Tras Netflix, para disputarle el «nuevo mundo», llegaron Amazon Prime, HBO Max, Disney +, Star,  y Apple TV. No solo estaban interesadas en ofrecer a los espectadores latinoamericanos las producciones hechas para el público angloparlante, convertidas en globales a través del doblaje o los subtítulos, sino también deseaban explotar el potencial creativo de los realizadores de la región ofreciéndole al público series y películas de temáticas «propias».

Sobre la definición del tipo de contenidos comentó el director argentino Hernán Guerschuny, creador de varias teleseries de éxito: «Se querían historias universales, con actores de diferentes países, que se pudieran estrenar en otros lados; después se dieron cuenta de que eso no termina identificando demasiado a nadie, y hoy apostamos más a lo que se llama “glocal”, historias muy locales, pintar tu aldea, entender muy bien cuál es la idiosincrasia de ese espacio, pero que pueden viajar porque son universales en términos emocionales». Bajo esa premisa, Netflix acaba de lanzar la promoción de su próximo estreno: Convertir en «glocal» Cien años de soledad.

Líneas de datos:
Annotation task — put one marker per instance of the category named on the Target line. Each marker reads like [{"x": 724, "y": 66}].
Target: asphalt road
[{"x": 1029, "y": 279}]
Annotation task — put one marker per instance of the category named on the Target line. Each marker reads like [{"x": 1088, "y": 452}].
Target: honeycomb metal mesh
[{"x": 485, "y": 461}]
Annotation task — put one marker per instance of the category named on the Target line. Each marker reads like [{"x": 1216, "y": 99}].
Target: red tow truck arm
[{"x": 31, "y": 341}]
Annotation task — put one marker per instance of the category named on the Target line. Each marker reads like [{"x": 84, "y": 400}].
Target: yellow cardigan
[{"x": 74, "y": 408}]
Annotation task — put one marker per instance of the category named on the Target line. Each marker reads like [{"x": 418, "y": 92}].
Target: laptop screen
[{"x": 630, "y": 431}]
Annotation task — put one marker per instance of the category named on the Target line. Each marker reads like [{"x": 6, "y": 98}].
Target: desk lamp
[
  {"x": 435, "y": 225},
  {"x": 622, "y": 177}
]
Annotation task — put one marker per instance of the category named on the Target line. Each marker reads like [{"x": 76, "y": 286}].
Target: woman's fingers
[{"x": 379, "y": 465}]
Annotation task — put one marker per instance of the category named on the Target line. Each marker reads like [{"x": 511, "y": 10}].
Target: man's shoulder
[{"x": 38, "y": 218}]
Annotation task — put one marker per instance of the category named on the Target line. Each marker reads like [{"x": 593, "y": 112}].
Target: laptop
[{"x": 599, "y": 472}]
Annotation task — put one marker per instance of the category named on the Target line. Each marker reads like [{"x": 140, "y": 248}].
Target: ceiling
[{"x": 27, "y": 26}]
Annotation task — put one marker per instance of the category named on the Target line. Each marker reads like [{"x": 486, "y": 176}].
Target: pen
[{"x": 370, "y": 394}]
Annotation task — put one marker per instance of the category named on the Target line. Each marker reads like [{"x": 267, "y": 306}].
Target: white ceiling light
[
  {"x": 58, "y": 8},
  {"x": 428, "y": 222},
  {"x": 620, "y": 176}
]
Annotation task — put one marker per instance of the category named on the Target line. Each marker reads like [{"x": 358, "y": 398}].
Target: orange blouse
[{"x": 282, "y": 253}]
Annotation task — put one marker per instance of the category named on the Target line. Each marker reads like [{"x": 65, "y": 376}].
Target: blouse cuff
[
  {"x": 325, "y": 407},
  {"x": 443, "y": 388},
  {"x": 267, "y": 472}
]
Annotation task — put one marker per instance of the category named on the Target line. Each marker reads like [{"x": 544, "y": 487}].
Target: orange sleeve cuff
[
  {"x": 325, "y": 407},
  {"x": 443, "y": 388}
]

OBJETIVOS:
1. Indica cuántas líneas de las entradas contienen la cadena "ceiling", teniendo en cuenta mayúsculas y minúsculas. Responde únicamente con el número.
2. Prosigue el texto sobre las plataformas de streaming en Latinoamérica a partir de su última oración.

RESPUESTAS EN ORDEN:
1. 2

2.
Pero resulta inevitable que, en ese encuentro cultural, económico y geográfico, no se manifieste la ley que señala el director y productor, también argentino, Tristán Bauer: «Todo cine es político, aunque no se proponga serlo», y que la relación entre los creadores latinoamericanos y las superplataformas globales –las que son capaces incluso de asimilar y convertir en producto lo que resulte empático a un público «progre»–, no estuviera en el fondo definida por la hegemonía ideológica determinante del capital.

El filme Argentina 1985, cuidadosamente realizado por el director Santiago Mitre, con excelentes actuaciones, producido por la superplataforma Amazon Prime y estrenado este año, responde a esta relación. La película aborda la historia de los juicios realizados a los altos oficiales que integraron la dictadura militar argentina dirigida por el general  Jorge Videla entre 1976 y 1983. En ese periodo, usando métodos que venían de antes, se implementó el llamado «Proceso de Reorganización Nacional», como parte del Plan Cóndor, diseñado por Estados Unidos –que contó además con asesores franceses con experiencia contra los independentistas argelinos–, que concebía el exterminio de las fuerzas revolucionarias en la izquierda latinoamericana mediante tortura, asesinato y desaparición forzada.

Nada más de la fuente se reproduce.